begin RECORDS FOR THE EXERCISE

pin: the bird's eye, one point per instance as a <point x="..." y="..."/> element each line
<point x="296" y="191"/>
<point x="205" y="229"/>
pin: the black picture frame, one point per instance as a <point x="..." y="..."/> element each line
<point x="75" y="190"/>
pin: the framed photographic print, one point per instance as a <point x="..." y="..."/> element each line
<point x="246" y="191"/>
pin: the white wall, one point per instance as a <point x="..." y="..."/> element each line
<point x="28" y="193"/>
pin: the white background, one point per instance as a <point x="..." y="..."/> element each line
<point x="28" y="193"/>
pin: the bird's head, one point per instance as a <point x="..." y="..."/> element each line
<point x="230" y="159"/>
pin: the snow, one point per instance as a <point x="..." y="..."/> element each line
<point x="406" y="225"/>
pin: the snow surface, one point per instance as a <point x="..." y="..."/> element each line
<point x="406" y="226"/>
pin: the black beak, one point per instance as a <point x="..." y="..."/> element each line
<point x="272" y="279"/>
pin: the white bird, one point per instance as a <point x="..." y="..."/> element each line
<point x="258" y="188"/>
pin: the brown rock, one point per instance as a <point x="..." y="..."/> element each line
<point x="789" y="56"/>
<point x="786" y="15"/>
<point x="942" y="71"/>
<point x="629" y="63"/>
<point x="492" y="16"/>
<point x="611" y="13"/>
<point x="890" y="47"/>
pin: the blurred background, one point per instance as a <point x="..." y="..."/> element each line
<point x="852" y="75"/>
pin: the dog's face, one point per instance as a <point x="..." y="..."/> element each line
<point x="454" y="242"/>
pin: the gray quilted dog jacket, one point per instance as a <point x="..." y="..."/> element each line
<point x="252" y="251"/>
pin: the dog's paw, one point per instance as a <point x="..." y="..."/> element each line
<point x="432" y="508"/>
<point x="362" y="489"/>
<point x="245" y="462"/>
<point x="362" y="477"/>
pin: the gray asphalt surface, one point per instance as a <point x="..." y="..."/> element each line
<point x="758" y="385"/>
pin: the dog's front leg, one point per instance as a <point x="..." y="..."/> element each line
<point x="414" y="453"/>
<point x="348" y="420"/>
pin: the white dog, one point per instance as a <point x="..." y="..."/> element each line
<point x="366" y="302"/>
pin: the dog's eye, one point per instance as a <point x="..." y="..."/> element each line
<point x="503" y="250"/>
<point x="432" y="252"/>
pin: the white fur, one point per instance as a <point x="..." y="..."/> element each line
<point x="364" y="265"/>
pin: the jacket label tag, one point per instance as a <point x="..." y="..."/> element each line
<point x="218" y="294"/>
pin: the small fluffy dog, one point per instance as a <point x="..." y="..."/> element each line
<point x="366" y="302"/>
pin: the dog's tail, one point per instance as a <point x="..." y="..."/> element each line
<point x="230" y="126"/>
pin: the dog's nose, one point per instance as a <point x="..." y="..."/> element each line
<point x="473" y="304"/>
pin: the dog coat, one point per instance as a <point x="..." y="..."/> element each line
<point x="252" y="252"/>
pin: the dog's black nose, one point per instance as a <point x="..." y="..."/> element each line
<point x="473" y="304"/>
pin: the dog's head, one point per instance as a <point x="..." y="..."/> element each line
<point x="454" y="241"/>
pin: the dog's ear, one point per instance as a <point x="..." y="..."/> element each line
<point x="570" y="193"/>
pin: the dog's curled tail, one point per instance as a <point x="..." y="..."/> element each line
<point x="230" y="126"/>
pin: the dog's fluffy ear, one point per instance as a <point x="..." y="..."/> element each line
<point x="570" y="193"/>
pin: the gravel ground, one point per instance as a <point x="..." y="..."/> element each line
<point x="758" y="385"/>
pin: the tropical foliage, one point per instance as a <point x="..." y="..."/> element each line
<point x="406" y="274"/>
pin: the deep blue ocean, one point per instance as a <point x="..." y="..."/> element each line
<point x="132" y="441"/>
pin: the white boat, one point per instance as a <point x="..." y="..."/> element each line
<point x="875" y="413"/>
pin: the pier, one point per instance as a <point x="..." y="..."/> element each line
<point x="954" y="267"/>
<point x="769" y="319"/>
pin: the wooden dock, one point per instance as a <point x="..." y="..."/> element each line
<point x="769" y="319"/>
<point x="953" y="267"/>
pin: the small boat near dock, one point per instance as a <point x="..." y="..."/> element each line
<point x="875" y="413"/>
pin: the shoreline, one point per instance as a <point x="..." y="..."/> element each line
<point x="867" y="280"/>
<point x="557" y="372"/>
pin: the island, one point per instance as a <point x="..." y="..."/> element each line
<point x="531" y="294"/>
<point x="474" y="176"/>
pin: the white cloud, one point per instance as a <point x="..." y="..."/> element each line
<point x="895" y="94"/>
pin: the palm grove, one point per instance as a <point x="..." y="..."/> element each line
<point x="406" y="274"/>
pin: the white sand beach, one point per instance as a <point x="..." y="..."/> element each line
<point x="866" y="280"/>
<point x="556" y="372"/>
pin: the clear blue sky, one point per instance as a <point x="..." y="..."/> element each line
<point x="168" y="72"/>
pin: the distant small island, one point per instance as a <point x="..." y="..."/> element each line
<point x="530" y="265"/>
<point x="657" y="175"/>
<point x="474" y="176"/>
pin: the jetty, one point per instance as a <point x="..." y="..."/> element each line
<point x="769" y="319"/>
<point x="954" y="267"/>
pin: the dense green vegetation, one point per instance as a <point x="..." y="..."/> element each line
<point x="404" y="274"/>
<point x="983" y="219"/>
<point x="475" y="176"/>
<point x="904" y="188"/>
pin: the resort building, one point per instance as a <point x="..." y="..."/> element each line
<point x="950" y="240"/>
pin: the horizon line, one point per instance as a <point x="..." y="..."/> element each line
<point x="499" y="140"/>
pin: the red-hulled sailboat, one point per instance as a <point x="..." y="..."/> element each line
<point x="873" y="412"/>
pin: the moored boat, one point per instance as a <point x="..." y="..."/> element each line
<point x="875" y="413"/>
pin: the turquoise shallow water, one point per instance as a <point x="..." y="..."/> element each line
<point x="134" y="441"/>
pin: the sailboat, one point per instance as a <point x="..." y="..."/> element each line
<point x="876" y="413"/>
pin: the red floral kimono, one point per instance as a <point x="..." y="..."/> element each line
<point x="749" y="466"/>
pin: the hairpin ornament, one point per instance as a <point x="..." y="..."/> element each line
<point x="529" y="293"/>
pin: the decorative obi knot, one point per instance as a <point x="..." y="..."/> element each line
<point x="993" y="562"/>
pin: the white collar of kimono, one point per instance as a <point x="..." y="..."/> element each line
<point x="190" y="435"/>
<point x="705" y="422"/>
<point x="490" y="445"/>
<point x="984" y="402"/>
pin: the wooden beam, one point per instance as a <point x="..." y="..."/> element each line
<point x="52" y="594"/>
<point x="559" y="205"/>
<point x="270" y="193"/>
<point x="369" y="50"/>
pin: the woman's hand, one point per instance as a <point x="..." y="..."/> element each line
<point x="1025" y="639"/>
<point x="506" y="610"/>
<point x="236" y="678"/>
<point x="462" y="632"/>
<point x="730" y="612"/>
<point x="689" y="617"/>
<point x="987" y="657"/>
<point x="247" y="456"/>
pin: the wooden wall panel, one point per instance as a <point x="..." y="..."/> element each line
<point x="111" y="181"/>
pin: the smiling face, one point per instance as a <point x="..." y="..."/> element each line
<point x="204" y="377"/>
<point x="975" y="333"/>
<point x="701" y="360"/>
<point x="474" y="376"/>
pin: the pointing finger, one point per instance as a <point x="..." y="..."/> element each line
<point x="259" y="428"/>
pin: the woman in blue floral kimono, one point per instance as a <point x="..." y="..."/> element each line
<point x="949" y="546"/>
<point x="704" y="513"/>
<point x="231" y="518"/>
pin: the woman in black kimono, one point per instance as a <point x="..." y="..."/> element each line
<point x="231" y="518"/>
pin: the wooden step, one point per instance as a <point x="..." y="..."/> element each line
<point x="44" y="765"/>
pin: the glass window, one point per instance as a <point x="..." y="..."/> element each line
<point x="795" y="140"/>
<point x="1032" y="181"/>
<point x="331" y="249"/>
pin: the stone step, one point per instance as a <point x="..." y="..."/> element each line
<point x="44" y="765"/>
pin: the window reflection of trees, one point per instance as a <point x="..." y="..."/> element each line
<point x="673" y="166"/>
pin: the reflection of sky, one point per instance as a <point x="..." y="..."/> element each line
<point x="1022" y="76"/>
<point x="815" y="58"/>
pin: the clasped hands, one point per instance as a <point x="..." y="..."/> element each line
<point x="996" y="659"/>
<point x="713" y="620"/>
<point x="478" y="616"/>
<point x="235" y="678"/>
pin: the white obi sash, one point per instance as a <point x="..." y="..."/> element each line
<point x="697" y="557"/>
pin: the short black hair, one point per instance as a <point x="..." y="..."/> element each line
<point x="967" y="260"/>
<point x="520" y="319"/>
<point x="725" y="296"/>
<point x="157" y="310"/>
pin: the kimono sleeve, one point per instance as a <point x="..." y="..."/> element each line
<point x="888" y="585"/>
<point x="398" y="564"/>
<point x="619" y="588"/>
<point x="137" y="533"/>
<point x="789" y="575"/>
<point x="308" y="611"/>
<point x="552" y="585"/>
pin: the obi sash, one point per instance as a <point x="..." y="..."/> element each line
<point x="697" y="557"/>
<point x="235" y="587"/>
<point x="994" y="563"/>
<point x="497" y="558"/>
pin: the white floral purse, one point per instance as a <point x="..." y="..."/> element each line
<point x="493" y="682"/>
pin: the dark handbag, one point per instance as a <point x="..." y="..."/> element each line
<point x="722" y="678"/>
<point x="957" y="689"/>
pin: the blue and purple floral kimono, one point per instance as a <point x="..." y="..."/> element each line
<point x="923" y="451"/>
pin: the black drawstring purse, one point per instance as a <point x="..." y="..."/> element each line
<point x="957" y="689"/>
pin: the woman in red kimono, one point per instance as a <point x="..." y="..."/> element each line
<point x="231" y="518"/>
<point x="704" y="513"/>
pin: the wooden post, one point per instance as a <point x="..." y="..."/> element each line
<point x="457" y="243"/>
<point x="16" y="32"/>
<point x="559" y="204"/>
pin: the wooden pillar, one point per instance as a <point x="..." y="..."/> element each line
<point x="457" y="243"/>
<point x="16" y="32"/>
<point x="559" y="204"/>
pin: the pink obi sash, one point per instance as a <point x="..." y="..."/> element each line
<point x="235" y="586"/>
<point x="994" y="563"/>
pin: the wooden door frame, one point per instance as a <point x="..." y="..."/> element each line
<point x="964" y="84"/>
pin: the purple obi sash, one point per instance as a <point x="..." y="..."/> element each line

end RECORDS FOR THE EXERCISE

Arrange the lines starting at the one containing "pin: the black drawstring" and ending at the last line of the records as a JSON list of strings, one string per line, with blank lines omitted.

[
  "pin: the black drawstring purse, one point per instance as a <point x=\"...\" y=\"...\"/> element each line",
  "<point x=\"957\" y=\"689\"/>",
  "pin: the woman in red kimono, one point per instance as a <point x=\"...\" y=\"...\"/> element each line",
  "<point x=\"231\" y=\"518\"/>",
  "<point x=\"704\" y=\"513\"/>",
  "pin: the wooden post, one point per instance as a <point x=\"...\" y=\"...\"/> element each line",
  "<point x=\"457\" y=\"243\"/>",
  "<point x=\"16\" y=\"32\"/>",
  "<point x=\"559\" y=\"204\"/>",
  "pin: the wooden pillar, one point per instance as a <point x=\"...\" y=\"...\"/> element each line",
  "<point x=\"457\" y=\"243\"/>",
  "<point x=\"16\" y=\"32\"/>",
  "<point x=\"559\" y=\"204\"/>",
  "pin: the pink obi sash, one point per instance as a <point x=\"...\" y=\"...\"/> element each line",
  "<point x=\"235\" y=\"586\"/>",
  "<point x=\"994\" y=\"563\"/>",
  "pin: the wooden door frame, one point per instance as a <point x=\"...\" y=\"...\"/> element each line",
  "<point x=\"964\" y=\"84\"/>",
  "pin: the purple obi sash, one point per instance as a <point x=\"...\" y=\"...\"/> element each line"
]